[Object pointing dataset rows]
• • • • •

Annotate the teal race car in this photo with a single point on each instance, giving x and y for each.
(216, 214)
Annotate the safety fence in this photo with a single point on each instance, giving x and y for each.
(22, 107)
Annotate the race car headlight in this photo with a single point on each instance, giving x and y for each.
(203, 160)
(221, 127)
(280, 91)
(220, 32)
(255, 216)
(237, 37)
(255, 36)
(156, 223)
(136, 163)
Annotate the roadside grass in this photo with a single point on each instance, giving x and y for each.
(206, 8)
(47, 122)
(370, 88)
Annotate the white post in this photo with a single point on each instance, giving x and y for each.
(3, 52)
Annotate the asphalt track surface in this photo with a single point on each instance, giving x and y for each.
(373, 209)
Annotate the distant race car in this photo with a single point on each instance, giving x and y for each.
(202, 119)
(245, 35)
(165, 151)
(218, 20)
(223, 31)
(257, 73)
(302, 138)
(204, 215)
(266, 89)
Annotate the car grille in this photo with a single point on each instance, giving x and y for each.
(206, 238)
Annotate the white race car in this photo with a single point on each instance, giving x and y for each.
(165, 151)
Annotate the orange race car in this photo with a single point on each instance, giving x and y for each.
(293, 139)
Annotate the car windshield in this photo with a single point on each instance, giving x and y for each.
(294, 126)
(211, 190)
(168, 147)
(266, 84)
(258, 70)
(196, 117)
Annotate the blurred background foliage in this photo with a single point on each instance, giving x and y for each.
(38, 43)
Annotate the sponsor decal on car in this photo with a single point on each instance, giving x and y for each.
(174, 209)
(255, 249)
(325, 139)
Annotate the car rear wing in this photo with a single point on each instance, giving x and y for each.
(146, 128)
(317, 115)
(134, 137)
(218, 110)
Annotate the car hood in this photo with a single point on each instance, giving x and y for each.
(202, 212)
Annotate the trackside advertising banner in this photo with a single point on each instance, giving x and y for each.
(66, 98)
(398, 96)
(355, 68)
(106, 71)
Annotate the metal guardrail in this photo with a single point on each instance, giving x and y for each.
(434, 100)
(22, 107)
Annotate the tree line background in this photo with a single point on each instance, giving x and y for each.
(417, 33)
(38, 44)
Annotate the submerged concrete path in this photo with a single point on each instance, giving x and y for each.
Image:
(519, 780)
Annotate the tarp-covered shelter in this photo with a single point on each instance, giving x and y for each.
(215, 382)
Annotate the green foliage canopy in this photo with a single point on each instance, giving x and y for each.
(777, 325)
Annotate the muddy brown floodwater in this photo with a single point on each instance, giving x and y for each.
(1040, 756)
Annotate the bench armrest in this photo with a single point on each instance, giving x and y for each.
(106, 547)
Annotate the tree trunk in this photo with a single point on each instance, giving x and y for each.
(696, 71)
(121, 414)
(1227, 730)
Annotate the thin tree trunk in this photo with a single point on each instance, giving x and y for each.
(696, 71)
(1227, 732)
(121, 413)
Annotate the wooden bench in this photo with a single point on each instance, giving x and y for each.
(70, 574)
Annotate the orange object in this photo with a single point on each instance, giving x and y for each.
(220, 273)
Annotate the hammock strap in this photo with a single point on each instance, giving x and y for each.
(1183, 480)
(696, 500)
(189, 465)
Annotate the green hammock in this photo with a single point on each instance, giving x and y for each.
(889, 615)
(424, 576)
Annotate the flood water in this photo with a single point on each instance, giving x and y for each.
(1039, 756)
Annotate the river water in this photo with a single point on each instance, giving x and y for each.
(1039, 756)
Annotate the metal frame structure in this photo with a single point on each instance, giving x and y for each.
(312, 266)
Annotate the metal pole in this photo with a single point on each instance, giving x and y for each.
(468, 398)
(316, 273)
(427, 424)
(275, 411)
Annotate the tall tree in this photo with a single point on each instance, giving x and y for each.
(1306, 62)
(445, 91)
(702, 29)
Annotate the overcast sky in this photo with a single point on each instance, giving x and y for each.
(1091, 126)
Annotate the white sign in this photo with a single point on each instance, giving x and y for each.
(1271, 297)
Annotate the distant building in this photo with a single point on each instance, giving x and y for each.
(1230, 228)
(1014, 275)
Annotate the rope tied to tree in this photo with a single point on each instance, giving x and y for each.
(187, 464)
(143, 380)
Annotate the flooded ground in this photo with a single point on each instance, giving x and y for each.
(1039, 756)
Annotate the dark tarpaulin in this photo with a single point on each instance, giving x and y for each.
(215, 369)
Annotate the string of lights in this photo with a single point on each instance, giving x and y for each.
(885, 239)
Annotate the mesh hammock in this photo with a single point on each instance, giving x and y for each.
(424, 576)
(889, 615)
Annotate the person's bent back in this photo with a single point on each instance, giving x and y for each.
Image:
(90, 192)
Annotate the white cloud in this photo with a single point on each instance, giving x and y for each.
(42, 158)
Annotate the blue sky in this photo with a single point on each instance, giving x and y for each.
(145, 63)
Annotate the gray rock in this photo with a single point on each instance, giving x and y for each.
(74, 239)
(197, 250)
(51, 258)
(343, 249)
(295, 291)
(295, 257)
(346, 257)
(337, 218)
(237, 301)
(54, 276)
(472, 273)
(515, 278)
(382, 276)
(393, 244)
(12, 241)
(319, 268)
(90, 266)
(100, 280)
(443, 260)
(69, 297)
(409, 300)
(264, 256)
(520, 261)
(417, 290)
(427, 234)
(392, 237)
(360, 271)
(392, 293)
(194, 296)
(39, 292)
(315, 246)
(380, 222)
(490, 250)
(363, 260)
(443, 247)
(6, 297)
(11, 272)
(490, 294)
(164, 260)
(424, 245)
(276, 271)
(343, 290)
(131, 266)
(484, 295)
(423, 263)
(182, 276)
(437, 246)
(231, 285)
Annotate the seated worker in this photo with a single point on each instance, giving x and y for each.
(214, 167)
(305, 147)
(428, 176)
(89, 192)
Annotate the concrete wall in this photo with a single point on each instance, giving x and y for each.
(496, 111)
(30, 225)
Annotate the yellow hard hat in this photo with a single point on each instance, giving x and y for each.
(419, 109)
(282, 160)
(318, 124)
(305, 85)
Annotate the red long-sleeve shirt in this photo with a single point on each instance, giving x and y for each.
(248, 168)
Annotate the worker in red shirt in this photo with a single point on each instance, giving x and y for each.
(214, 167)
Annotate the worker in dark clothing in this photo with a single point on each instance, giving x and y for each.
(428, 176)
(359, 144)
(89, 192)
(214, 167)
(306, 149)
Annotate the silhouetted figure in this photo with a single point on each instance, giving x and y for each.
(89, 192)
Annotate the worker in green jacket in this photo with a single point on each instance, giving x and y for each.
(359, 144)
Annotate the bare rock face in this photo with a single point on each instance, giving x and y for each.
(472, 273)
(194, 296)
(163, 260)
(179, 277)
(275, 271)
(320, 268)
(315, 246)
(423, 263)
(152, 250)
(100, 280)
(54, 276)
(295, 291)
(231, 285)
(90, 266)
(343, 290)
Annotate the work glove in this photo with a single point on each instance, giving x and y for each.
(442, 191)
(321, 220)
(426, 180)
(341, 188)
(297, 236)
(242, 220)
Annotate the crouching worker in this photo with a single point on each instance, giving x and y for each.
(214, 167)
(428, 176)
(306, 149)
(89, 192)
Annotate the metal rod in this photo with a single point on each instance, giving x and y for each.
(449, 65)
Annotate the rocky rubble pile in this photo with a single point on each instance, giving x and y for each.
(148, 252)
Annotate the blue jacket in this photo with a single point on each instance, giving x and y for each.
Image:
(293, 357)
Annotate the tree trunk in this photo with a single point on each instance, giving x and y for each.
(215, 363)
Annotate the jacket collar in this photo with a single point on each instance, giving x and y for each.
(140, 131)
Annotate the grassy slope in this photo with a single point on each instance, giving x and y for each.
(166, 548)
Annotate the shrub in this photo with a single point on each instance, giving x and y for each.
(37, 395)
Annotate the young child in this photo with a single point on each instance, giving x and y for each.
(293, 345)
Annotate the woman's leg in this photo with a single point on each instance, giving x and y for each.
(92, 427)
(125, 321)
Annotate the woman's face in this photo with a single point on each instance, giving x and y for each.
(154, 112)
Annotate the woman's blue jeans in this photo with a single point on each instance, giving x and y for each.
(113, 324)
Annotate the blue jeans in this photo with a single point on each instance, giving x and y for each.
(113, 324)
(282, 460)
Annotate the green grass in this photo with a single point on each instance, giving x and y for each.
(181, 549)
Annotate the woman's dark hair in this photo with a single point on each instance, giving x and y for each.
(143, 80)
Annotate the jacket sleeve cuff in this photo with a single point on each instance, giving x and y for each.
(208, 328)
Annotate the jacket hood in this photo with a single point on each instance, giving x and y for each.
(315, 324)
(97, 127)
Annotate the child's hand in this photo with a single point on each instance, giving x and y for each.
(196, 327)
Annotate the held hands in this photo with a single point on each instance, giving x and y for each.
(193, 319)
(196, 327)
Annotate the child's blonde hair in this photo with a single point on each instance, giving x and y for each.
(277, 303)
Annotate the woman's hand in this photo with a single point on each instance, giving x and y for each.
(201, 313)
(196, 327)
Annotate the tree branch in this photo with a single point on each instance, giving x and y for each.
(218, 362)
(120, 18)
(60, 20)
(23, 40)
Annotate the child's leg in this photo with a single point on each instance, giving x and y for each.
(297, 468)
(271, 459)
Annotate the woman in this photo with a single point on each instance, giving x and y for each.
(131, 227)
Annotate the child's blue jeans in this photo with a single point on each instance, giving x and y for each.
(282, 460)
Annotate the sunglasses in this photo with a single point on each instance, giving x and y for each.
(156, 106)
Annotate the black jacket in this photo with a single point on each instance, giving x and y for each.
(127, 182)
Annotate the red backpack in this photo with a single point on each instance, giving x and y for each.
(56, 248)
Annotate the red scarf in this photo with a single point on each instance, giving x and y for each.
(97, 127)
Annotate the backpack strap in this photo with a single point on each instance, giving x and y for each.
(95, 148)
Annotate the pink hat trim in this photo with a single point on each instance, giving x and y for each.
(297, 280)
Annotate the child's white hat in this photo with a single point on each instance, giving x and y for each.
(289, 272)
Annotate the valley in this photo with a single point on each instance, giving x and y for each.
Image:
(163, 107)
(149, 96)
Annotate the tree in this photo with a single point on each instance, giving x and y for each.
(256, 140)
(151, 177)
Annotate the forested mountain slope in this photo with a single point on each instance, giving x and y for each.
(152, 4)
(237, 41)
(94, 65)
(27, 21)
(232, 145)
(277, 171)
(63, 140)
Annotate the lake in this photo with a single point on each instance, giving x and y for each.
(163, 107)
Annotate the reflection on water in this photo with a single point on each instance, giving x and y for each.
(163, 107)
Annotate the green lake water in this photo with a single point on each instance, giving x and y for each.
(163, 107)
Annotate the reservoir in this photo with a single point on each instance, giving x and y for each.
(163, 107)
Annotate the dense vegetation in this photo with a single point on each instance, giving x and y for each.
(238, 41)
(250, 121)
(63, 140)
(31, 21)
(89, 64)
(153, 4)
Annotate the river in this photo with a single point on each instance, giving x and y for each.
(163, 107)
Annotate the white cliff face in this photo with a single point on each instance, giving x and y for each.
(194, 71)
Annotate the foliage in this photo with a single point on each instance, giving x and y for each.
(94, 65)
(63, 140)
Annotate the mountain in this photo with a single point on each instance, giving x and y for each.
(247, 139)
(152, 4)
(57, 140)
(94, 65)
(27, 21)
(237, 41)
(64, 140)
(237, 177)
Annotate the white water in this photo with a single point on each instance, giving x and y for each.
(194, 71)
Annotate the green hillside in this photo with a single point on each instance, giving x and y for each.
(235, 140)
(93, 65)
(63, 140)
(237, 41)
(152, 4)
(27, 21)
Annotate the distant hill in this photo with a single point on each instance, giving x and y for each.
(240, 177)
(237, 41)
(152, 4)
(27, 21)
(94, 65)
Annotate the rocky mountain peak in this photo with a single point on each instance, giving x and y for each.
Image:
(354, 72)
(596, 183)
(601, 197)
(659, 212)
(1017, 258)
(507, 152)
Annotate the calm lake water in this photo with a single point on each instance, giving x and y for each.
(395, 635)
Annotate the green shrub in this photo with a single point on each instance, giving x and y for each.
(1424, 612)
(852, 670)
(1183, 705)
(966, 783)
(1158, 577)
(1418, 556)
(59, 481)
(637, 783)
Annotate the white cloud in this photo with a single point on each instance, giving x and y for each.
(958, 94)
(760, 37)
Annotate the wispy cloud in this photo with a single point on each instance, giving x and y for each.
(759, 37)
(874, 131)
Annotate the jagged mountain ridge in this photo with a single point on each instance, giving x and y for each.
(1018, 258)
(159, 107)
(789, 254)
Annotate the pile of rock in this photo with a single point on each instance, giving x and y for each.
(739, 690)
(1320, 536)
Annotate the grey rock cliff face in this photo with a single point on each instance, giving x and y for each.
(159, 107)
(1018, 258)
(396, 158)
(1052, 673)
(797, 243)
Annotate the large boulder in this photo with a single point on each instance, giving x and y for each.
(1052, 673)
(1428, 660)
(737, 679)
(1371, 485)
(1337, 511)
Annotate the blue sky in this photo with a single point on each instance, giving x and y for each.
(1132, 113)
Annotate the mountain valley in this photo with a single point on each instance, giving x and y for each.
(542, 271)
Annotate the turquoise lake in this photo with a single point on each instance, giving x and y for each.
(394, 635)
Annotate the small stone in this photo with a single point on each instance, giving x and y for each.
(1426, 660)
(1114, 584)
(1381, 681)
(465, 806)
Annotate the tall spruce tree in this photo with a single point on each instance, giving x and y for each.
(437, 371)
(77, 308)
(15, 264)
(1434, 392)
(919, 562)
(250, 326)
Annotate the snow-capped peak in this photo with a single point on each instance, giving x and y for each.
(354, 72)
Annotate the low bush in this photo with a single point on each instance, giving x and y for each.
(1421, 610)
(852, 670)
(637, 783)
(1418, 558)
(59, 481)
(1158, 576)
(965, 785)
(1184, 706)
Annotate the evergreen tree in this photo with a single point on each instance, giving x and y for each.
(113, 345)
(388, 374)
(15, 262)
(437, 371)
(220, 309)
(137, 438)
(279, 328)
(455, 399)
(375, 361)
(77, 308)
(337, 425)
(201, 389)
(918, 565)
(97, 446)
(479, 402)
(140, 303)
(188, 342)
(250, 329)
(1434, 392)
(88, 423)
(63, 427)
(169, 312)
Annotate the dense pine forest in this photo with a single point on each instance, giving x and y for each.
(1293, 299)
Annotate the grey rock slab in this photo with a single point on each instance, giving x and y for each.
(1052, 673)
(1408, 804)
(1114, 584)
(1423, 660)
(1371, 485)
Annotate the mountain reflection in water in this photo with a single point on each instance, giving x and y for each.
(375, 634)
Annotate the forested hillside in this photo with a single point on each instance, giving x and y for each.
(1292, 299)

• • • • •

GIVEN INSTRUCTION: Repeat only the stretch of lines that begins at the line containing "Annotate the mountain valley" and ends at the last line above, both included.

RESULT FOR THIS EXERCISE:
Annotate the mountain valley in this photo with a single point on each instance, giving x and y for each.
(542, 271)
Annotate the turquoise lake in this photo with a single point on each instance, giving x and y for each.
(394, 635)
Annotate the small stone in this photo with a single point on each instance, giving x and y for each.
(1426, 660)
(1114, 584)
(1381, 681)
(465, 806)
Annotate the tall spruce tree in this photo with a single point on each instance, giving x and y for each.
(437, 371)
(77, 308)
(15, 264)
(1434, 392)
(919, 562)
(250, 326)
Annotate the snow-capped peak in this photo with a single point on each instance, giving x and y for each.
(354, 72)
Annotate the low bush in this photo with a single point on each instance, giving x and y for each.
(1421, 610)
(852, 670)
(637, 783)
(1418, 558)
(59, 481)
(1158, 576)
(965, 785)
(1184, 706)
Annotate the evergreen tree in this photo with a single point on each instance, giving x and y for each.
(113, 345)
(388, 374)
(15, 262)
(437, 371)
(220, 309)
(137, 438)
(279, 328)
(455, 399)
(375, 361)
(77, 308)
(337, 425)
(201, 389)
(918, 565)
(97, 446)
(479, 402)
(140, 303)
(188, 342)
(250, 329)
(1434, 392)
(88, 423)
(63, 427)
(169, 312)
Annotate the dense pine forest in this photo with a single point on each instance, giving x and y for each.
(1293, 299)
Annotate the grey rock slab in this photo with a single point on each instance, giving x and y for each.
(1052, 673)
(1408, 804)
(1114, 584)
(1423, 660)
(1371, 485)
Annotate the mountain reflection in water in this photo with a single point on each instance, giving x and y for each.
(375, 634)
Annotate the forested hillside in this photo with a single point on each instance, giving x and y for each.
(1292, 299)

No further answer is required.